[EXERCISE DATA Boundary: Start]
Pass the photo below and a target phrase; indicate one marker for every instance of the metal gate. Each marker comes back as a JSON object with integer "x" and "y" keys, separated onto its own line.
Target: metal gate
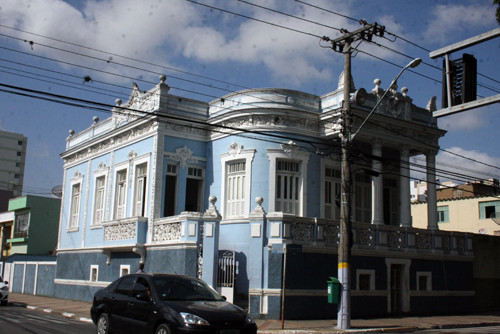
{"x": 226, "y": 275}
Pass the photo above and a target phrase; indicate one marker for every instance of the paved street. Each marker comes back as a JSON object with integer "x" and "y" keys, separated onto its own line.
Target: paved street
{"x": 482, "y": 329}
{"x": 20, "y": 320}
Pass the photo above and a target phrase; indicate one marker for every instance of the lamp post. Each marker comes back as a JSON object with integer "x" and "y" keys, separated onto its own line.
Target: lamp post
{"x": 414, "y": 63}
{"x": 345, "y": 242}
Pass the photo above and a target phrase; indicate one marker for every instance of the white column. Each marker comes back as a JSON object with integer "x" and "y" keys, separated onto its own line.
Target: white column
{"x": 431, "y": 191}
{"x": 377, "y": 185}
{"x": 404, "y": 187}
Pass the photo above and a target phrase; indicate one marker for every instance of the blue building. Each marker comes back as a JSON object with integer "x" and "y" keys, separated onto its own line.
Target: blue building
{"x": 223, "y": 190}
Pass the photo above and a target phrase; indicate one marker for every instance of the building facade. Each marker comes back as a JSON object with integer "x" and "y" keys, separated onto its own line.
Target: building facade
{"x": 228, "y": 190}
{"x": 473, "y": 207}
{"x": 12, "y": 161}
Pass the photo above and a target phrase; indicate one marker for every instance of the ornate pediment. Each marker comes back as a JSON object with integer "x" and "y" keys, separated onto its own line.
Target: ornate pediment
{"x": 184, "y": 156}
{"x": 139, "y": 103}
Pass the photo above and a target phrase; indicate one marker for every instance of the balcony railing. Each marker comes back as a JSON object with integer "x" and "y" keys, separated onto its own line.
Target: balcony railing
{"x": 322, "y": 232}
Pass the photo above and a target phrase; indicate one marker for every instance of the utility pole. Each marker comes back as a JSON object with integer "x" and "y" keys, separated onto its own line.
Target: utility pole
{"x": 344, "y": 45}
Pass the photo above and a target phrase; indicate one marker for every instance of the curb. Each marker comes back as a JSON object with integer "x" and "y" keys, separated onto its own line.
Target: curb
{"x": 338, "y": 331}
{"x": 47, "y": 310}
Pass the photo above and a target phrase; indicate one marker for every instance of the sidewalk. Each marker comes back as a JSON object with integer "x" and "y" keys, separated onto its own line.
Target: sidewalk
{"x": 81, "y": 311}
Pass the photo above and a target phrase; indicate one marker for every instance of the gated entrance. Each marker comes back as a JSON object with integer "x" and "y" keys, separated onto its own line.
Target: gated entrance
{"x": 226, "y": 275}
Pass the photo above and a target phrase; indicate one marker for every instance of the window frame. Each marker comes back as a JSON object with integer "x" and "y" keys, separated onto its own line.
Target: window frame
{"x": 120, "y": 169}
{"x": 482, "y": 206}
{"x": 124, "y": 267}
{"x": 201, "y": 185}
{"x": 426, "y": 274}
{"x": 247, "y": 156}
{"x": 298, "y": 156}
{"x": 94, "y": 268}
{"x": 371, "y": 273}
{"x": 144, "y": 177}
{"x": 18, "y": 233}
{"x": 74, "y": 223}
{"x": 335, "y": 183}
{"x": 171, "y": 174}
{"x": 102, "y": 172}
{"x": 443, "y": 210}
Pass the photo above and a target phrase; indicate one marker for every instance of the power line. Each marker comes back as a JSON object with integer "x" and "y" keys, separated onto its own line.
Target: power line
{"x": 105, "y": 108}
{"x": 254, "y": 19}
{"x": 289, "y": 15}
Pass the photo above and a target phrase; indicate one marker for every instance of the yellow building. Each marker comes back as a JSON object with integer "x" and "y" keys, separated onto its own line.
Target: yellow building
{"x": 464, "y": 214}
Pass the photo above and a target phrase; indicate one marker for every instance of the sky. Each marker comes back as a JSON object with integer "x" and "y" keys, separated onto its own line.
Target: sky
{"x": 95, "y": 49}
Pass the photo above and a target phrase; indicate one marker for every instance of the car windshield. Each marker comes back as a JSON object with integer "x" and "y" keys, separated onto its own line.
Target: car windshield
{"x": 184, "y": 289}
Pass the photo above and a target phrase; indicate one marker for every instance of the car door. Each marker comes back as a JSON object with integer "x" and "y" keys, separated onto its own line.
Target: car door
{"x": 117, "y": 304}
{"x": 141, "y": 309}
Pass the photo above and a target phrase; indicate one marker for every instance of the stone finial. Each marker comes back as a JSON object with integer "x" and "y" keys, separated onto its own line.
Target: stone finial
{"x": 377, "y": 90}
{"x": 341, "y": 82}
{"x": 212, "y": 209}
{"x": 259, "y": 209}
{"x": 431, "y": 105}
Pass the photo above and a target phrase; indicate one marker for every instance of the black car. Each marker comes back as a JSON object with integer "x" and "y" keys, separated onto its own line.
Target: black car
{"x": 166, "y": 304}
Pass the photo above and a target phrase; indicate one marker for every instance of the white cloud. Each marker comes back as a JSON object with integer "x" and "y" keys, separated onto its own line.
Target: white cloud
{"x": 465, "y": 164}
{"x": 133, "y": 29}
{"x": 464, "y": 121}
{"x": 447, "y": 22}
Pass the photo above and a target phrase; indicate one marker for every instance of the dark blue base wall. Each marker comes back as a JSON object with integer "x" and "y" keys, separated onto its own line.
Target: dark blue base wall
{"x": 307, "y": 273}
{"x": 74, "y": 269}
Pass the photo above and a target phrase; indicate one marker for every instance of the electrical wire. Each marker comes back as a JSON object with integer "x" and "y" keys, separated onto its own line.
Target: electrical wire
{"x": 316, "y": 36}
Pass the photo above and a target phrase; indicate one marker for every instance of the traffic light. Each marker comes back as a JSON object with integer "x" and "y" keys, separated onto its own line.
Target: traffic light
{"x": 463, "y": 79}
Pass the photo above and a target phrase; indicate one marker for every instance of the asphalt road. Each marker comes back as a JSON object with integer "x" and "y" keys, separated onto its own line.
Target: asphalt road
{"x": 20, "y": 320}
{"x": 471, "y": 330}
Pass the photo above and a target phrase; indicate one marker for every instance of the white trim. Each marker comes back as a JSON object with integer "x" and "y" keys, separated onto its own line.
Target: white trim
{"x": 123, "y": 166}
{"x": 92, "y": 268}
{"x": 77, "y": 179}
{"x": 80, "y": 282}
{"x": 303, "y": 159}
{"x": 242, "y": 155}
{"x": 137, "y": 162}
{"x": 124, "y": 266}
{"x": 405, "y": 283}
{"x": 427, "y": 274}
{"x": 102, "y": 171}
{"x": 324, "y": 165}
{"x": 370, "y": 272}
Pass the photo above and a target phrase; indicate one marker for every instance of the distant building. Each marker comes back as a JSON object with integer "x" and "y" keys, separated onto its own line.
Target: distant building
{"x": 12, "y": 161}
{"x": 222, "y": 190}
{"x": 473, "y": 207}
{"x": 6, "y": 223}
{"x": 35, "y": 225}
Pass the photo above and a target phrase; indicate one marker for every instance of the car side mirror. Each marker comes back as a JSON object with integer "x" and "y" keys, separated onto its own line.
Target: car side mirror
{"x": 143, "y": 296}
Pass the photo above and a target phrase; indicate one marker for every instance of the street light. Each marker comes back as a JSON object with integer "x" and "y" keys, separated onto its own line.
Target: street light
{"x": 344, "y": 250}
{"x": 414, "y": 63}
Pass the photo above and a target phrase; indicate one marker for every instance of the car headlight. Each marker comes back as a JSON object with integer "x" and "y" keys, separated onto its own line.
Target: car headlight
{"x": 249, "y": 319}
{"x": 191, "y": 319}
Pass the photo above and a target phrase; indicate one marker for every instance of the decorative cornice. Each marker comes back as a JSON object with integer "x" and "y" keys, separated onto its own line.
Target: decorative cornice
{"x": 234, "y": 149}
{"x": 290, "y": 149}
{"x": 110, "y": 143}
{"x": 184, "y": 156}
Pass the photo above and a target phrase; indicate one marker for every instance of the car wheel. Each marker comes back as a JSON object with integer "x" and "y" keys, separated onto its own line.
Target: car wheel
{"x": 163, "y": 329}
{"x": 102, "y": 325}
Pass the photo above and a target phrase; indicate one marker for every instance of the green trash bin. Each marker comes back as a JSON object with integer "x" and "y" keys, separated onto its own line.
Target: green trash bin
{"x": 333, "y": 290}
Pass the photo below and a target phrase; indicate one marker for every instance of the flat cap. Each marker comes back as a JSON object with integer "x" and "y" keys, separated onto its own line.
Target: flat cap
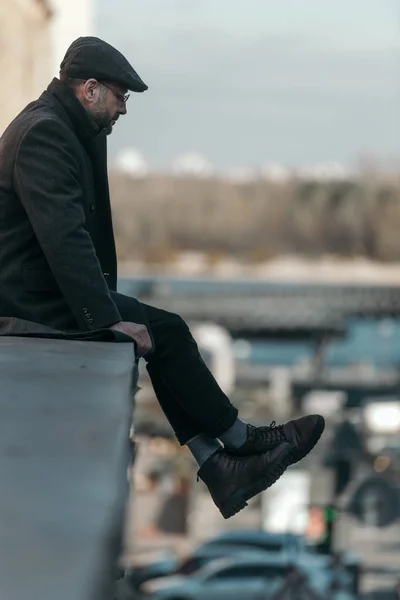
{"x": 92, "y": 57}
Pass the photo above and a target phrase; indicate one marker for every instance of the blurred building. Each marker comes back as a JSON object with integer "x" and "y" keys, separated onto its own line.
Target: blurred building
{"x": 25, "y": 53}
{"x": 34, "y": 35}
{"x": 71, "y": 19}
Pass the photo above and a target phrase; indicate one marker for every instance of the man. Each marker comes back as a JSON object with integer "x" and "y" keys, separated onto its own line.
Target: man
{"x": 58, "y": 268}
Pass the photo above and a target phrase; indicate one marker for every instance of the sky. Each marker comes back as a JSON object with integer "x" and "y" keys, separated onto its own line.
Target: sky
{"x": 250, "y": 82}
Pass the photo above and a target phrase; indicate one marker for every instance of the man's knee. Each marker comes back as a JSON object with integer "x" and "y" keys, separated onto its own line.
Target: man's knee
{"x": 177, "y": 323}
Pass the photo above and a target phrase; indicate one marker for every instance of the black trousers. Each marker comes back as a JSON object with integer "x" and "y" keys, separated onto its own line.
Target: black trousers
{"x": 187, "y": 392}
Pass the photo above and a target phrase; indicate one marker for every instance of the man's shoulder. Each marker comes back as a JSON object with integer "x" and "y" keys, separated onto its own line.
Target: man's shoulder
{"x": 37, "y": 116}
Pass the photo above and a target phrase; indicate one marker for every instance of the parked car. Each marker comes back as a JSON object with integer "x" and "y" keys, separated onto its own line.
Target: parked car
{"x": 261, "y": 540}
{"x": 250, "y": 574}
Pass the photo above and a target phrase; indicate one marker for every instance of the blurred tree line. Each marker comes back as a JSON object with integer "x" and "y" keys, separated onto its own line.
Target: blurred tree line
{"x": 158, "y": 216}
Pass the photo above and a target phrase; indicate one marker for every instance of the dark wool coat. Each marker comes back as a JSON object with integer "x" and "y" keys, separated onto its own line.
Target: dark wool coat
{"x": 58, "y": 262}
[EXERCISE DATA Boundary: End]
## TASK TO COMPLETE:
The span to give again runs from the line with "the blurred tree" through the last line of the records above; reproduce it exactly and nothing more.

## EXPECTED ANSWER:
Pass the photo above and a target phrase; indicate one marker for every instance of the blurred tree line. Each marker comes back as a JSON object with integer "x" and "y" keys, separated onto its own line.
Target: blurred tree line
{"x": 158, "y": 216}
Pass the photo above and a target phrase; indicate one marker for every instance of the dark wool coat. Each marker comes back as a JSON object with integer "x" and "y" keys, separated onto its own line.
Target: dark wool coat
{"x": 58, "y": 262}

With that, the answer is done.